(Stored dataset items)
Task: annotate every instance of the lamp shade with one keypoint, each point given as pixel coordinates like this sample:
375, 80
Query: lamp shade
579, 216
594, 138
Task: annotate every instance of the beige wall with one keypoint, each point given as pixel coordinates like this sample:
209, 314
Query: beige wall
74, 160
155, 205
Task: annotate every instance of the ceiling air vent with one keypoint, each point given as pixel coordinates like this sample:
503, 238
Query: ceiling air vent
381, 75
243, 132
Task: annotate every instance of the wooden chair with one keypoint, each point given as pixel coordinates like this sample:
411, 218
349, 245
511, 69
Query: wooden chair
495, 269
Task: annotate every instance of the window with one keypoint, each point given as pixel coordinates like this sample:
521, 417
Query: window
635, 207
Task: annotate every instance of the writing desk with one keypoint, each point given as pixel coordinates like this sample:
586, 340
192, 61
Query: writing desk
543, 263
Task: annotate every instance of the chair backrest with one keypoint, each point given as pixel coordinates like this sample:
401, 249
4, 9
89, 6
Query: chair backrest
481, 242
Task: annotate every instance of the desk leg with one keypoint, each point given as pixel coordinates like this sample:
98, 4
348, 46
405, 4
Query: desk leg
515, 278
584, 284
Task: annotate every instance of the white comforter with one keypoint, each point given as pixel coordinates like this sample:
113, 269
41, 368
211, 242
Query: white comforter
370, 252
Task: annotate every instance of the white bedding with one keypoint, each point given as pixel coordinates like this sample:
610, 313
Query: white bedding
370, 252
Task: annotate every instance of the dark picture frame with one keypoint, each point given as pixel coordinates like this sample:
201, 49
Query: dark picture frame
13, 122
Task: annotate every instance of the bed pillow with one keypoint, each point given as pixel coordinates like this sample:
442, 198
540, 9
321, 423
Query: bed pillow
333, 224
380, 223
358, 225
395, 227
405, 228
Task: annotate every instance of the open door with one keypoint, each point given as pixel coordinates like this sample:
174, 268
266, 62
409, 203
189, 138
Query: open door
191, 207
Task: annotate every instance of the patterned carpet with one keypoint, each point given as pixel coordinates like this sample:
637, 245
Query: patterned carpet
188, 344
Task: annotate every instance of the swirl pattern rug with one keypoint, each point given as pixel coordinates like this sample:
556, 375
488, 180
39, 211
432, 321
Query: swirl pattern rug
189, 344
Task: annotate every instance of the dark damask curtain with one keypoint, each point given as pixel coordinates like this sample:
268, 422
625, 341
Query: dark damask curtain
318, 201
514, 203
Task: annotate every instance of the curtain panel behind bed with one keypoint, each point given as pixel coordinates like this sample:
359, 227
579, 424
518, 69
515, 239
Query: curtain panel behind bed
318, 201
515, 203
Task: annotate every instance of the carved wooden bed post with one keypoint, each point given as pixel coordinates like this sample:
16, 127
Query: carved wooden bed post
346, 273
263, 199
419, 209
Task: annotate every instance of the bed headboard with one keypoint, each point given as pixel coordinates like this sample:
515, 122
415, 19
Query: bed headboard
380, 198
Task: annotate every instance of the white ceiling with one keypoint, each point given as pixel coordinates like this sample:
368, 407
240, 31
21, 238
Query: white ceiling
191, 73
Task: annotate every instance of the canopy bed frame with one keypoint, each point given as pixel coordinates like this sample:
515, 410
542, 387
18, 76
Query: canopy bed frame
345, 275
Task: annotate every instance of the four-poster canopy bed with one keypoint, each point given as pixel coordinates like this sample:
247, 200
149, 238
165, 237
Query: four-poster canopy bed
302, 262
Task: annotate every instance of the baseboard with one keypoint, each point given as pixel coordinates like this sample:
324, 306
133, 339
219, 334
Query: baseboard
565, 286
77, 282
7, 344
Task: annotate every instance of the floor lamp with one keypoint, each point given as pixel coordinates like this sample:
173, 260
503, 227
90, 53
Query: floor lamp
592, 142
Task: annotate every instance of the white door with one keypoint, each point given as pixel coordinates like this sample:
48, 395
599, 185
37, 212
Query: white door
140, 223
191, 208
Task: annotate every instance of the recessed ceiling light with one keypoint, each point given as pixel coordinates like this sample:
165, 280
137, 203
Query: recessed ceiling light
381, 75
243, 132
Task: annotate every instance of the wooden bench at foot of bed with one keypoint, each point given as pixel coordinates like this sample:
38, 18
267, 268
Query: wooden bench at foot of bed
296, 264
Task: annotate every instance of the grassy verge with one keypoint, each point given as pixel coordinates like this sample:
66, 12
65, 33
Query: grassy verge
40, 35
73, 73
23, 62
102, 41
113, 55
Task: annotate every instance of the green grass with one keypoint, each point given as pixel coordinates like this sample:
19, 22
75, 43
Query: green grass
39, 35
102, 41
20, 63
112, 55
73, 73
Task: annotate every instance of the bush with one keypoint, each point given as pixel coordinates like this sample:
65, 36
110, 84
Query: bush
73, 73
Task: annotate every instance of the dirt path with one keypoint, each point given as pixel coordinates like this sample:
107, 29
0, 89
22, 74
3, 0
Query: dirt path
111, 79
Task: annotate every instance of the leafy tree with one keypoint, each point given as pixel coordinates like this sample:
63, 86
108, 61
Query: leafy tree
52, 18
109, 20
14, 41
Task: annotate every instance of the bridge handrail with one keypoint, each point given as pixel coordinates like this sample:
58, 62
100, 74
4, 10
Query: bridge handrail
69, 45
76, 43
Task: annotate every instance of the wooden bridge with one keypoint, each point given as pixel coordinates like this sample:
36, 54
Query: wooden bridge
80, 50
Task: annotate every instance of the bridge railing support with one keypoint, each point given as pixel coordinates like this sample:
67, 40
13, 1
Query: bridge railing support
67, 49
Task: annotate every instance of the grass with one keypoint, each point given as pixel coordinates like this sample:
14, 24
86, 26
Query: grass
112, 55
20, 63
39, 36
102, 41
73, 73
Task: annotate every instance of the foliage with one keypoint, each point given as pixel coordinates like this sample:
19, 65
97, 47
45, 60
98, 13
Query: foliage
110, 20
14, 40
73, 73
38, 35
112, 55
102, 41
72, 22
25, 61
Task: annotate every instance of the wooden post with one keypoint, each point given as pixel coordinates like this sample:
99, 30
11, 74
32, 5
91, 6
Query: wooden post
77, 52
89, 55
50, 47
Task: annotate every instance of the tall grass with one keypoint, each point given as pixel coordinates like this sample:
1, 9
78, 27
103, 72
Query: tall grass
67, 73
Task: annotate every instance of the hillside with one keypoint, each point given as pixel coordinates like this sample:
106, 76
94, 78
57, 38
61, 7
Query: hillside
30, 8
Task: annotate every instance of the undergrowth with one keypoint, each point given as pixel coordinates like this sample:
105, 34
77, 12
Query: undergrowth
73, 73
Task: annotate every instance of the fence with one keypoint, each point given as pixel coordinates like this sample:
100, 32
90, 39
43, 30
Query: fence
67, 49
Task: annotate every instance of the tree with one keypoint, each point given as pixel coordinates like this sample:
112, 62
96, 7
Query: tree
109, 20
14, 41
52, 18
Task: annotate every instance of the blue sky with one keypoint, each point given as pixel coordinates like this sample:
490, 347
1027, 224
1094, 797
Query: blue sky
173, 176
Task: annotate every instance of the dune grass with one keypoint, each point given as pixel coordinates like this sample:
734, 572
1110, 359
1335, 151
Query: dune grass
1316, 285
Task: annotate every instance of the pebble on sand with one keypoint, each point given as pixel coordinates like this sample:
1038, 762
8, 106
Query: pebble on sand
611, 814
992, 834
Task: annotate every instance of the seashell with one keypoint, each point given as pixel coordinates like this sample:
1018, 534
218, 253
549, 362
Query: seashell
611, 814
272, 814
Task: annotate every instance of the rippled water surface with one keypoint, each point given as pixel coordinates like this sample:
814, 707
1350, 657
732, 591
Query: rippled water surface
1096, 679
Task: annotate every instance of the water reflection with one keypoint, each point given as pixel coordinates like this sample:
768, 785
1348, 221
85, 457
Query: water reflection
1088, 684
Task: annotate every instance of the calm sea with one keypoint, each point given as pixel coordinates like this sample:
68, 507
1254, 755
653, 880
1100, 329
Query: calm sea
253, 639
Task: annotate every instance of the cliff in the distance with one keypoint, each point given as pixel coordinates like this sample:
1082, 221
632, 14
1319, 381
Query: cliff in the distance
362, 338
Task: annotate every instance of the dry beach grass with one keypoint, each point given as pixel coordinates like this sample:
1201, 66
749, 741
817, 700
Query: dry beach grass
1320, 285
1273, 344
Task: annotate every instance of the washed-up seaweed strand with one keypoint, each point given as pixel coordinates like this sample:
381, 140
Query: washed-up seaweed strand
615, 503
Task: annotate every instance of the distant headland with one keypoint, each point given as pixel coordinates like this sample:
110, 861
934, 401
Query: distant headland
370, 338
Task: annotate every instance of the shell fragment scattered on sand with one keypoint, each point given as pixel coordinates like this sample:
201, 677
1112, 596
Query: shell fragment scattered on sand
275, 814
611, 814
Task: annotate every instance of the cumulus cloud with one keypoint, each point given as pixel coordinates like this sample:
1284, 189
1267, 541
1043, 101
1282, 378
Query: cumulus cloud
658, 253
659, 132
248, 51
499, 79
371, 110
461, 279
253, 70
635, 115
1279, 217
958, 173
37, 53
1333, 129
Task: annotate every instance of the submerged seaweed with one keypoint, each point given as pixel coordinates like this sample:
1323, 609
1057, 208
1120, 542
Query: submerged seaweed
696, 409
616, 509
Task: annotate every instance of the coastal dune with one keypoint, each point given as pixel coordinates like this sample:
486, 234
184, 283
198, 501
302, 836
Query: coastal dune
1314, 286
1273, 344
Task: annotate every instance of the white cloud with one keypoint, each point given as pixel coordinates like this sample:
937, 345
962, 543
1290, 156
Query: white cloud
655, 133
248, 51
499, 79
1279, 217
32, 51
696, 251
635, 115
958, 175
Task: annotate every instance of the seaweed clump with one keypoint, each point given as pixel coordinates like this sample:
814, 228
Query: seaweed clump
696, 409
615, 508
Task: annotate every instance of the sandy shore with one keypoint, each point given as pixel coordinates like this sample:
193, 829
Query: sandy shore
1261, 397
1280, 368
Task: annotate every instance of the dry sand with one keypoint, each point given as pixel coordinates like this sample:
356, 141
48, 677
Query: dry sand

[Activity] Extract the first line above and each line after it up to and including the one with "Task: annotate every instance of the beige", please, exactly and with nothing else.

[Task output]
Task: annotate every instance of the lamp shade with one keypoint, each point given as pixel coordinates like this sample:
375, 80
Query: lamp shade
579, 216
594, 138
Task: annotate every instance of the beige wall with one keypoint, each point given as pixel coordinates like this sample:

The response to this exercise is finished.